Actividad: Reproduce sin cambios el texto dado desde "Entonces, hasta cierto" hasta "alcanza sus metas.".

Texto dado:

^^^^^^^^

Jesús, pues, debía morir por el pueblo y por los hijos de Israel que estaban dispersos. Aquí nos encontramos frente a un aspecto que, para algunos, suscita una y otra vez serios cuestionamientos: ¿Por qué Dios permite el sufrimiento? Y más concretamente aún: ¿Por qué permite el sufrimiento de Su propio Hijo? Algunos incluso se cuestionan si realmente el Sanedrín y los fariseos fueron los culpables de la muerte del Señor, siendo así que ésta estaba dentro de los designios divinos.
Para acercarnos a esta pregunta, es imprescindible que diferenciemos entre la Voluntad activa de Dios y Su Voluntad permisiva, es decir, aquello que Él permite que suceda. La voluntad activa de Dios (también podríamos llamarla: el querer originario de Dios) está siempre dirigida al bien. Dios no puede querer algo que no sea bueno; pues Él es “el bueno” en sí mismo (cf. Mc 10,18). Él es luz y no cabe en Él tiniebla alguna (cf. 1Jn 1,5).
Pero Dios se confronta al hecho de que los ángeles y los hombres, abusando de su libertad, pecan, actuando así contra Su Voluntad activa. Este abuso puede tener lugar porque el Creador ha dotado de una libre voluntad a Sus criaturas racionales, y porque una verdadera relación de amor entre Dios y Sus hijos necesita la libertad como fundamento. Podemos comprenderlo también en la dimensión humana: para que haya verdadero amor entre dos personas, tiene que haber libertad y no puede ser forzado.
Entonces, hasta cierto punto, Dios le da al hombre la posibilidad de realizar su propia voluntad; aunque ésta se oponga a Su plan originario. Esto es lo que llamamos las “permisiones de Dios”. Sin embargo, dado que Dios no hizo omnipotentes ni a los ángeles ni a los hombres, el abuso de su libertad queda limitado, tanto en el tiempo como en sus consecuencias. A esto viene a añadirse el hecho de que Dios se mantiene firme en Su plan de salvación para la humanidad, a pesar de todas las resistencias que se le ofrezcan. Más aún, Él sabe integrar todas estas resistencias en Su plan de salvación. Expresándolo en términos humanos, podríamos decir que las resistencias del hombre pueden convertirse en desvíos –muchas veces dolorosos– a través de los cuales Dios, al fin y al cabo, alcanza sus metas.

^^^^^^^^

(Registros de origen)
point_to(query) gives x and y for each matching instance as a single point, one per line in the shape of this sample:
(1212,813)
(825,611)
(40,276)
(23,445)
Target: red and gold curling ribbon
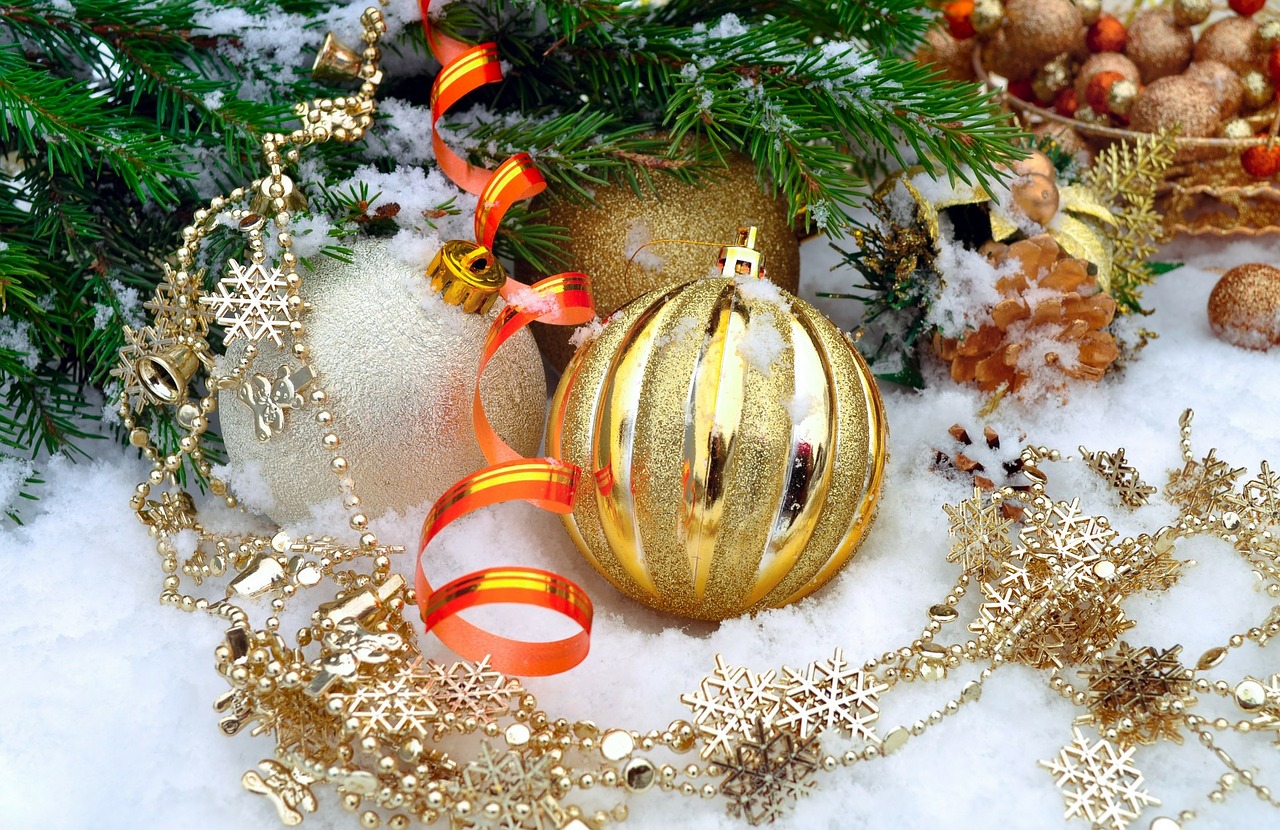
(543,482)
(565,300)
(464,69)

^^^^^^^^

Resultado del ejercicio:
Entonces, hasta cierto punto, Dios le da al hombre la posibilidad de realizar su propia voluntad; aunque ésta se oponga a Su plan originario. Esto es lo que llamamos las “permisiones de Dios”. Sin embargo, dado que Dios no hizo omnipotentes ni a los ángeles ni a los hombres, el abuso de su libertad queda limitado, tanto en el tiempo como en sus consecuencias. A esto viene a añadirse el hecho de que Dios se mantiene firme en Su plan de salvación para la humanidad, a pesar de todas las resistencias que se le ofrezcan. Más aún, Él sabe integrar todas estas resistencias en Su plan de salvación. Expresándolo en términos humanos, podríamos decir que las resistencias del hombre pueden convertirse en desvíos –muchas veces dolorosos– a través de los cuales Dios, al fin y al cabo, alcanza sus metas.